Extracted data section start

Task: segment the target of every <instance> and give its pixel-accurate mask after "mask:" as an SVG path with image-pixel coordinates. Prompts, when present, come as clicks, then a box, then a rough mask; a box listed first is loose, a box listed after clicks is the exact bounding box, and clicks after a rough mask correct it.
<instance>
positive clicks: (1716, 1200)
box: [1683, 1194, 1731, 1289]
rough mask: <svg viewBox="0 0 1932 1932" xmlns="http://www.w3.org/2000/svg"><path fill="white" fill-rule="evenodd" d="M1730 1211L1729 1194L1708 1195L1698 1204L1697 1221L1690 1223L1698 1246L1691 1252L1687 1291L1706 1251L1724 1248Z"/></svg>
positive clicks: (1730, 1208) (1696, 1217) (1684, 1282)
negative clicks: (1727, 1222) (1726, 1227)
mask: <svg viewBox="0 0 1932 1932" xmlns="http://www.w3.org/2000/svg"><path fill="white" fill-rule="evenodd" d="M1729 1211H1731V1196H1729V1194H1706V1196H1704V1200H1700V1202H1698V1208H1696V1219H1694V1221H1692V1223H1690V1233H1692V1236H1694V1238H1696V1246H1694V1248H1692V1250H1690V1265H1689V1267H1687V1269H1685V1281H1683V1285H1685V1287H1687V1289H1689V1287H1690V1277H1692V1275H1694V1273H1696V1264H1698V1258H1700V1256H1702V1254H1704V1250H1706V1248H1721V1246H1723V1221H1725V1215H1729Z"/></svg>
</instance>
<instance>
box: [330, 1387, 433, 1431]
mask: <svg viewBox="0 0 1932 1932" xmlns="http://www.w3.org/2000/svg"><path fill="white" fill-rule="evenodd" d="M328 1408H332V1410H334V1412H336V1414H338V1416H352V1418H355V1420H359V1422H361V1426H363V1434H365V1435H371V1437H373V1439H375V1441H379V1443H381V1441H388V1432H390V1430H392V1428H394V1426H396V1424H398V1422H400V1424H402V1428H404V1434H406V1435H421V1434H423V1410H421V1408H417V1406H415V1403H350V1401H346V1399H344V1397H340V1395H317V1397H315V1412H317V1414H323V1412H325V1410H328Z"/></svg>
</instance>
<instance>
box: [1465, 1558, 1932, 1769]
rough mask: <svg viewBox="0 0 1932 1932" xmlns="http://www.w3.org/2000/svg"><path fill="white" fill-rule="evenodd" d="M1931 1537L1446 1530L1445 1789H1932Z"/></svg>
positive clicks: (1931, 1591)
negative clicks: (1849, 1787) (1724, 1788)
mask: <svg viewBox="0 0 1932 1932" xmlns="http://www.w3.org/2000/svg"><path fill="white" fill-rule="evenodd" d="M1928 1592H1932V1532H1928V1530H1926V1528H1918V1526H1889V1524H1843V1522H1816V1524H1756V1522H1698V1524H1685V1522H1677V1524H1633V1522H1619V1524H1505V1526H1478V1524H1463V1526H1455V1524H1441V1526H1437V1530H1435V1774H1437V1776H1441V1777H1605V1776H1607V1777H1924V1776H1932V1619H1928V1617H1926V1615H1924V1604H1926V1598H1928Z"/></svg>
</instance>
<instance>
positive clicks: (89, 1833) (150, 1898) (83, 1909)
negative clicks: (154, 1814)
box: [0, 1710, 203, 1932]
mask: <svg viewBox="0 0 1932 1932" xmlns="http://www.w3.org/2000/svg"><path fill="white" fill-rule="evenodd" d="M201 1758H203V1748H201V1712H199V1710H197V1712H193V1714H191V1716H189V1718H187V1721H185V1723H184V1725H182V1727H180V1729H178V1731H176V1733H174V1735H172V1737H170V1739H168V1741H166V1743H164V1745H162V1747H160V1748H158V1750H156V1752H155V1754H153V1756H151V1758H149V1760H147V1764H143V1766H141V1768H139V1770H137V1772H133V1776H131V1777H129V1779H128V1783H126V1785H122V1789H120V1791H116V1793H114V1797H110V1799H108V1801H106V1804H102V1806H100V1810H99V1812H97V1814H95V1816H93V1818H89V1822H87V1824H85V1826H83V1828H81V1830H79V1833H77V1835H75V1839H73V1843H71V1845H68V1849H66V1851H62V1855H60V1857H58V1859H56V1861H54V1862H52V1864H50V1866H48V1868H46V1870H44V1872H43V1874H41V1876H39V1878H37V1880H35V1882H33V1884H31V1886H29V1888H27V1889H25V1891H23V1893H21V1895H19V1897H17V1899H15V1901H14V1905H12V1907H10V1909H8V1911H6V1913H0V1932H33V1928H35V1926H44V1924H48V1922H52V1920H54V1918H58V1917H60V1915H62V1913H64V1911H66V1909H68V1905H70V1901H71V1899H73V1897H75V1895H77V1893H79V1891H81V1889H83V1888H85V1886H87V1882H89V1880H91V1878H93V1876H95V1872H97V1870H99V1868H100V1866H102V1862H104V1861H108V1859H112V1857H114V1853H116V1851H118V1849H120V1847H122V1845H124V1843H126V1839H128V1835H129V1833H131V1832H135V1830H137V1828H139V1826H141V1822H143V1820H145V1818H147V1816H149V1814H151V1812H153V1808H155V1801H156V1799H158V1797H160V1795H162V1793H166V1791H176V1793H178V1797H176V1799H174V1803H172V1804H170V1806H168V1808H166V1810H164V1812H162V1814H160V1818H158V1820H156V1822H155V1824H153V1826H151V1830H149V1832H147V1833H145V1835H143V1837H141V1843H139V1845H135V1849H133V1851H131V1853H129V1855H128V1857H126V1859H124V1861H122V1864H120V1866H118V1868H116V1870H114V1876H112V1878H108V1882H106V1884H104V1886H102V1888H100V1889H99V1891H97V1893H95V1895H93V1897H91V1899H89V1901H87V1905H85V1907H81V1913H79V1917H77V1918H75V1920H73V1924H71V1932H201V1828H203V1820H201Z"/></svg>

Extracted data section end

Exercise requirements: Retype all of the entries exactly, please.

Output for this exercise:
Task: segment the target of every <instance> and give its pixel-accurate mask after "mask:" as an SVG path with image-pixel coordinates. Prompts, when present, come as clicks, then a box, then a rough mask; a box listed first is loose, a box listed after clicks is the exact bounding box, and clicks after a rough mask correct it.
<instance>
positive clicks: (1716, 1200)
box: [1683, 1194, 1731, 1289]
rough mask: <svg viewBox="0 0 1932 1932" xmlns="http://www.w3.org/2000/svg"><path fill="white" fill-rule="evenodd" d="M1730 1211L1729 1194L1708 1195L1698 1204L1697 1221L1690 1223L1698 1246L1691 1252L1687 1291L1706 1251L1724 1248Z"/></svg>
positive clicks: (1730, 1208) (1696, 1217) (1684, 1282)
negative clicks: (1727, 1222) (1726, 1227)
mask: <svg viewBox="0 0 1932 1932" xmlns="http://www.w3.org/2000/svg"><path fill="white" fill-rule="evenodd" d="M1729 1211H1731V1196H1729V1194H1706V1196H1704V1200H1700V1202H1698V1208H1696V1219H1694V1221H1692V1223H1690V1233H1692V1236H1694V1238H1696V1246H1694V1248H1692V1250H1690V1265H1689V1267H1687V1269H1685V1281H1683V1285H1685V1287H1687V1289H1689V1287H1690V1277H1692V1275H1694V1273H1696V1264H1698V1258H1700V1256H1702V1254H1704V1250H1706V1248H1721V1246H1723V1221H1725V1215H1729Z"/></svg>
</instance>
<instance>
box: [330, 1387, 433, 1431]
mask: <svg viewBox="0 0 1932 1932" xmlns="http://www.w3.org/2000/svg"><path fill="white" fill-rule="evenodd" d="M328 1408H332V1410H334V1412H336V1414H338V1416H352V1418H355V1420H359V1422H361V1426H363V1434H365V1435H371V1437H373V1439H375V1441H379V1443H381V1441H388V1432H390V1430H392V1428H394V1426H396V1424H398V1422H400V1424H402V1428H404V1434H406V1435H421V1434H423V1410H421V1408H417V1406H415V1403H350V1401H346V1399H344V1397H340V1395H317V1397H315V1412H317V1414H323V1412H325V1410H328Z"/></svg>
</instance>
<instance>
box: [1465, 1558, 1932, 1769]
rough mask: <svg viewBox="0 0 1932 1932" xmlns="http://www.w3.org/2000/svg"><path fill="white" fill-rule="evenodd" d="M1931 1537L1446 1530L1445 1789H1932Z"/></svg>
positive clicks: (1931, 1591)
negative clicks: (1849, 1787) (1724, 1788)
mask: <svg viewBox="0 0 1932 1932" xmlns="http://www.w3.org/2000/svg"><path fill="white" fill-rule="evenodd" d="M1928 1592H1932V1532H1928V1530H1926V1528H1918V1526H1889V1524H1843V1522H1816V1524H1756V1522H1698V1524H1685V1522H1677V1524H1633V1522H1619V1524H1505V1526H1478V1524H1463V1526H1455V1524H1441V1526H1437V1530H1435V1774H1437V1776H1441V1777H1605V1776H1607V1777H1924V1776H1932V1619H1928V1617H1926V1615H1924V1604H1926V1598H1928Z"/></svg>
</instance>
<instance>
positive clicks: (89, 1833) (150, 1898) (83, 1909)
negative clicks: (154, 1814)
box: [0, 1710, 203, 1932]
mask: <svg viewBox="0 0 1932 1932" xmlns="http://www.w3.org/2000/svg"><path fill="white" fill-rule="evenodd" d="M201 1758H203V1748H201V1712H199V1710H197V1712H193V1714H191V1716H189V1718H187V1721H185V1723H184V1725H182V1727H180V1729H178V1731H176V1733H174V1735H172V1737H170V1739H168V1741H166V1743H164V1745H162V1747H160V1748H158V1750H156V1752H155V1754H153V1756H151V1758H149V1760H147V1764H143V1766H141V1768H139V1770H137V1772H133V1776H131V1777H129V1779H128V1783H126V1785H122V1789H120V1791H116V1793H114V1797H110V1799H108V1801H106V1804H102V1806H100V1810H99V1812H97V1814H95V1816H93V1818H89V1822H87V1824H85V1826H83V1828H81V1830H79V1833H77V1835H75V1839H73V1843H71V1845H68V1849H66V1851H62V1855H60V1857H58V1859H56V1861H54V1862H52V1864H50V1866H48V1868H46V1870H44V1872H43V1874H41V1876H39V1878H37V1880H35V1882H33V1884H31V1886H29V1888H27V1889H25V1891H23V1893H21V1895H19V1897H17V1899H15V1901H14V1905H12V1907H10V1909H8V1911H6V1913H0V1932H33V1928H35V1926H44V1924H48V1922H52V1920H54V1918H58V1917H60V1915H62V1913H64V1911H66V1909H68V1905H70V1901H71V1899H73V1897H75V1895H77V1893H79V1891H81V1889H83V1888H85V1886H87V1882H89V1880H91V1878H93V1876H95V1872H97V1870H99V1868H100V1866H102V1862H104V1861H108V1859H112V1857H114V1853H116V1851H118V1849H120V1847H122V1845H124V1843H126V1839H128V1835H129V1833H131V1832H135V1830H137V1828H139V1826H141V1822H143V1820H145V1818H147V1816H149V1814H151V1812H153V1808H155V1801H156V1799H158V1797H160V1795H162V1793H166V1791H176V1793H178V1797H176V1799H174V1803H172V1804H170V1806H168V1808H166V1810H164V1812H162V1814H160V1818H158V1820H156V1822H155V1824H153V1826H151V1830H149V1832H147V1833H145V1835H143V1837H141V1843H139V1845H135V1849H133V1851H131V1853H129V1855H128V1857H126V1859H124V1861H122V1864H120V1866H118V1868H116V1870H114V1876H112V1878H108V1882H106V1884H104V1886H102V1888H100V1889H99V1891H97V1893H95V1895H93V1897H91V1899H89V1901H87V1905H85V1907H81V1913H79V1917H77V1918H75V1920H73V1924H71V1932H201V1828H203V1820H201Z"/></svg>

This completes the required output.